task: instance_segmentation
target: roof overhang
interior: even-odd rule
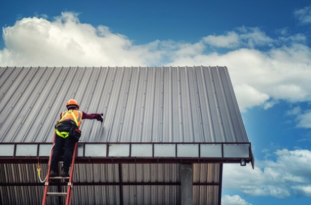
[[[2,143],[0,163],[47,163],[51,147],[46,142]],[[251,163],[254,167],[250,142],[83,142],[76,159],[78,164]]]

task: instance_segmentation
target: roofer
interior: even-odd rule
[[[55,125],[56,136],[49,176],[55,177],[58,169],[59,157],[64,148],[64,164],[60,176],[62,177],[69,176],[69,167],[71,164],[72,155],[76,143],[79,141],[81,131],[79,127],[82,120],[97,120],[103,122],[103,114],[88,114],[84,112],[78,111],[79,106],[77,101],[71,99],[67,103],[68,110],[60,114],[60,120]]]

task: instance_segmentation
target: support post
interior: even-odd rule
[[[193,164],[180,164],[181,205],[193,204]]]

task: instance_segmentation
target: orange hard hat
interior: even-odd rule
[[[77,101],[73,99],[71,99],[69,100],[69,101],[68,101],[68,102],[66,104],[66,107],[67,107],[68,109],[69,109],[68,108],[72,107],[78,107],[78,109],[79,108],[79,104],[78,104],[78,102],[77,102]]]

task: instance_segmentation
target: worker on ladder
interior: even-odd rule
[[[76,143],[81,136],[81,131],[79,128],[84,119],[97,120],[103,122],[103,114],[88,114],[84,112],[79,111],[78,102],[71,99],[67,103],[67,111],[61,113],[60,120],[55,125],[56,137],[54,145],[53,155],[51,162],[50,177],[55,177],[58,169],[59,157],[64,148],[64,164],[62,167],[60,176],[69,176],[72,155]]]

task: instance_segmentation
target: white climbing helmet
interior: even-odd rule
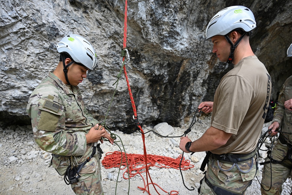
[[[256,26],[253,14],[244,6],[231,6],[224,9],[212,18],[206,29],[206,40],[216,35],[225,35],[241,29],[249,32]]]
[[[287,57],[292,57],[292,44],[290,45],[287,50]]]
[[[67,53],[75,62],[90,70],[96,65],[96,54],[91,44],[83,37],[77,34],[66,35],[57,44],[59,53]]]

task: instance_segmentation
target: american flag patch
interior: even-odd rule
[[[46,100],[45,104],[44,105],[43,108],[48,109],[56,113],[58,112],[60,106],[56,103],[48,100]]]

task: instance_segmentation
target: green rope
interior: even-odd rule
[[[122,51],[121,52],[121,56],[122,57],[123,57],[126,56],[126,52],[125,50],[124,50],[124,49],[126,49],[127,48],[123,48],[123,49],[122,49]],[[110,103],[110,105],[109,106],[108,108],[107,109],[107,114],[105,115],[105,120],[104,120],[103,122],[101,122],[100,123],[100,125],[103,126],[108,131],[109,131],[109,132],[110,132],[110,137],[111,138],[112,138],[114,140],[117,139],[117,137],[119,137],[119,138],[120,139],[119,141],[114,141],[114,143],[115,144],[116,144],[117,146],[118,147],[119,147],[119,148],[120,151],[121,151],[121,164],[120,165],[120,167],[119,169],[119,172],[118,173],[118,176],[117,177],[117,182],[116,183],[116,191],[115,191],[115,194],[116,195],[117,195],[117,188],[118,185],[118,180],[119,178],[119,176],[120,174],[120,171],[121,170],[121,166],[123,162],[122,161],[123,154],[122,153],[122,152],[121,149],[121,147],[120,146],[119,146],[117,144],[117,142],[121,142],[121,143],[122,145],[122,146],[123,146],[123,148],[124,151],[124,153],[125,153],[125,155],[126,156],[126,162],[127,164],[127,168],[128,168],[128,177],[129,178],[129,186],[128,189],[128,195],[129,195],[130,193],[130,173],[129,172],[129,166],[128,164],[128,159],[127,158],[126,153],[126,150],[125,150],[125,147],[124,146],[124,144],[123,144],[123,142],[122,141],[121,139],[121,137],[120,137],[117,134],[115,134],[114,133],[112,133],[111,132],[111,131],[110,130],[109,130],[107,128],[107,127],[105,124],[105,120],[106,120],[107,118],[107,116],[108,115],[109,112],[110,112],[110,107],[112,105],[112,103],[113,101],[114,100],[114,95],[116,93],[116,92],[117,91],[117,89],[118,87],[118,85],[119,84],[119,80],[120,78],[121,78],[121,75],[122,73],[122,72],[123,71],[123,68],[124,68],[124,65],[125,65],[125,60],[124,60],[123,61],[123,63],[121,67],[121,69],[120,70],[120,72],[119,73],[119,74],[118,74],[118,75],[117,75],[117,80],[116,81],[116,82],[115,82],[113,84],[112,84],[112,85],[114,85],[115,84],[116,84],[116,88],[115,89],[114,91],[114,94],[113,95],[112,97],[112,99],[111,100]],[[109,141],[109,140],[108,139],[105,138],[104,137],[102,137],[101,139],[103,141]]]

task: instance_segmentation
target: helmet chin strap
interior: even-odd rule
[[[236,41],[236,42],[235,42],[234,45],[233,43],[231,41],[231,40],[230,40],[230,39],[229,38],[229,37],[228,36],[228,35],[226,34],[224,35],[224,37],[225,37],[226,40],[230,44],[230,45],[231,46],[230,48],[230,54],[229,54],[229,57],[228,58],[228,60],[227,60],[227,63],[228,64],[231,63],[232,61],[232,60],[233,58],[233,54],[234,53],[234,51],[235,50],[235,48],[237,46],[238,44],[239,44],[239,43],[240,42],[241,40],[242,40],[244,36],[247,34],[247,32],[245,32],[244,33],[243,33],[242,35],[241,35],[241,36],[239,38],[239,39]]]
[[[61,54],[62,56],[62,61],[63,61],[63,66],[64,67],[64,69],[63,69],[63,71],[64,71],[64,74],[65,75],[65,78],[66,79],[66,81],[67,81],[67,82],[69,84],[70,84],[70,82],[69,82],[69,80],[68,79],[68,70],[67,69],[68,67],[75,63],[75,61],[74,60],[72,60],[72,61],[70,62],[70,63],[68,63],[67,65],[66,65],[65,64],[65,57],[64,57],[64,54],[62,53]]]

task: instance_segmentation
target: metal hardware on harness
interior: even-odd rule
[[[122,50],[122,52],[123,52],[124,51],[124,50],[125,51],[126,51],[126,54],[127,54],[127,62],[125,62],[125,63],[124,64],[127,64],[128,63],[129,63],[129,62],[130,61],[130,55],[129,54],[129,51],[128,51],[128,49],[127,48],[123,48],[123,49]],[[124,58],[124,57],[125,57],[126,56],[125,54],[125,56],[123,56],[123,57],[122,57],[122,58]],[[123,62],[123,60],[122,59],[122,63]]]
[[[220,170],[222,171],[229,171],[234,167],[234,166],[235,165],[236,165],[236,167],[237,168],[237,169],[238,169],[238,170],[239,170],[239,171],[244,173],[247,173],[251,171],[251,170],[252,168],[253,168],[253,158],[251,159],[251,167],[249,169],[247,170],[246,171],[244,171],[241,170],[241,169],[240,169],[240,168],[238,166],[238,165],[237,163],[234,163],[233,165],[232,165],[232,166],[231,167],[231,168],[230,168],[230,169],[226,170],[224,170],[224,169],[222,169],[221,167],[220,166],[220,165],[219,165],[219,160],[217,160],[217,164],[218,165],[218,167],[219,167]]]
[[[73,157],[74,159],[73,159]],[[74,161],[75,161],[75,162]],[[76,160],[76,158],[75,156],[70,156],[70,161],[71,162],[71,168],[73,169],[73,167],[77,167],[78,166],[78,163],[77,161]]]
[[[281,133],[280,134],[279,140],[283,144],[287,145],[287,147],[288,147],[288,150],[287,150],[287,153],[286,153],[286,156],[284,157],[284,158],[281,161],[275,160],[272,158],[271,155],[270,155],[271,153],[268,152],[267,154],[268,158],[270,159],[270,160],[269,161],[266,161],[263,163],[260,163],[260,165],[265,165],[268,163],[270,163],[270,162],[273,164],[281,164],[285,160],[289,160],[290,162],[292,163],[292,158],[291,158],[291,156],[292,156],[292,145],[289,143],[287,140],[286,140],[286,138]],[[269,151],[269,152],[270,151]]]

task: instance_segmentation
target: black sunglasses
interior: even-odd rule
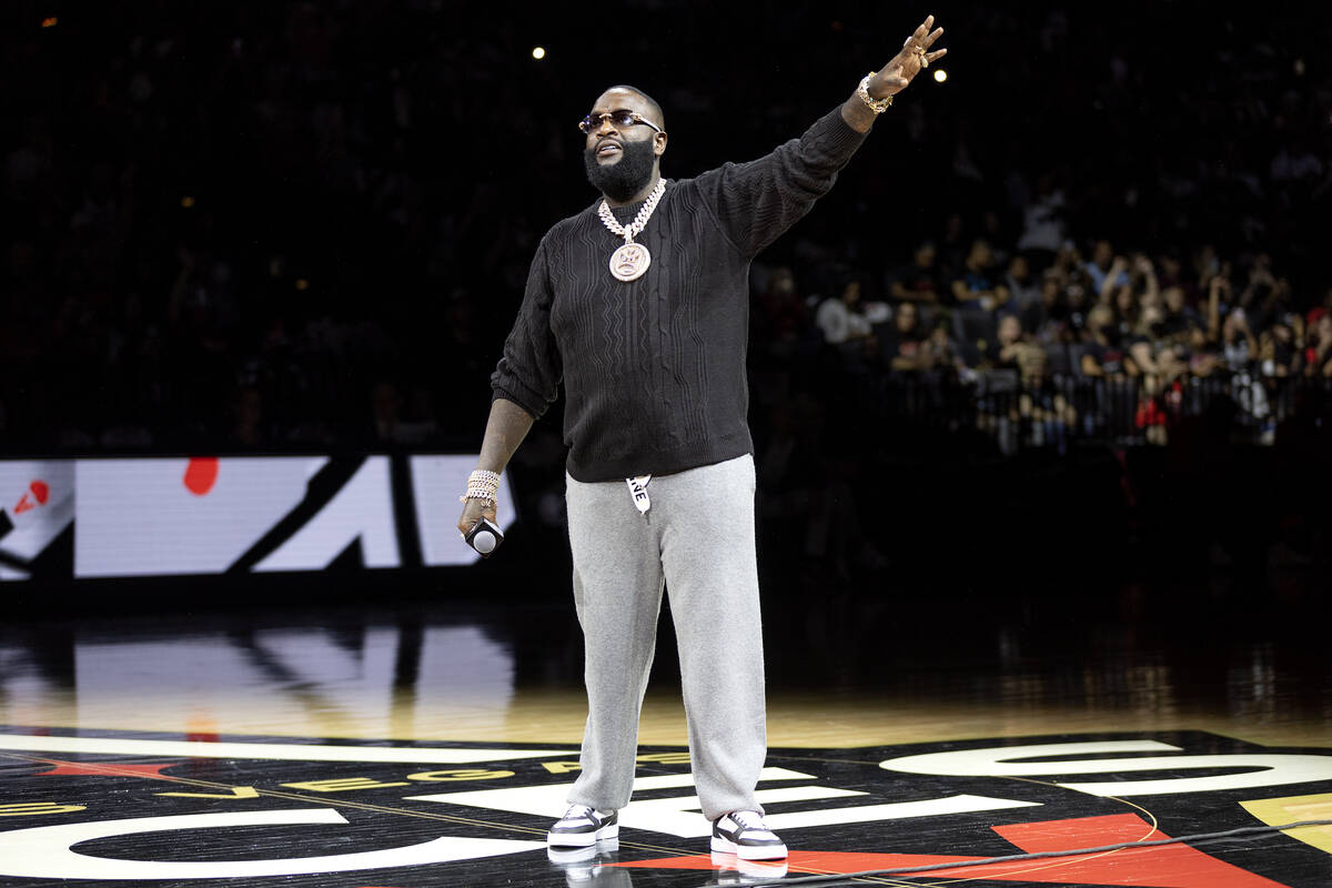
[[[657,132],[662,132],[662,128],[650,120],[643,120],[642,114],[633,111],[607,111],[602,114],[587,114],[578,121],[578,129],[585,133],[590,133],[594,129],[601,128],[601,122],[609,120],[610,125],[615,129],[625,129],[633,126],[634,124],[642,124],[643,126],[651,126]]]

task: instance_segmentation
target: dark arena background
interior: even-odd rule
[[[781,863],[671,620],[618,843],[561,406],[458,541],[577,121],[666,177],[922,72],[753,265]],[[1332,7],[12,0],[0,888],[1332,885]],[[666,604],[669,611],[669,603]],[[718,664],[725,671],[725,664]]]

* * *

WORK TO DO => How many lines in the items above contain the word "helmet"? Reply with the number alone.

REPLY TO THE EXERCISE => 2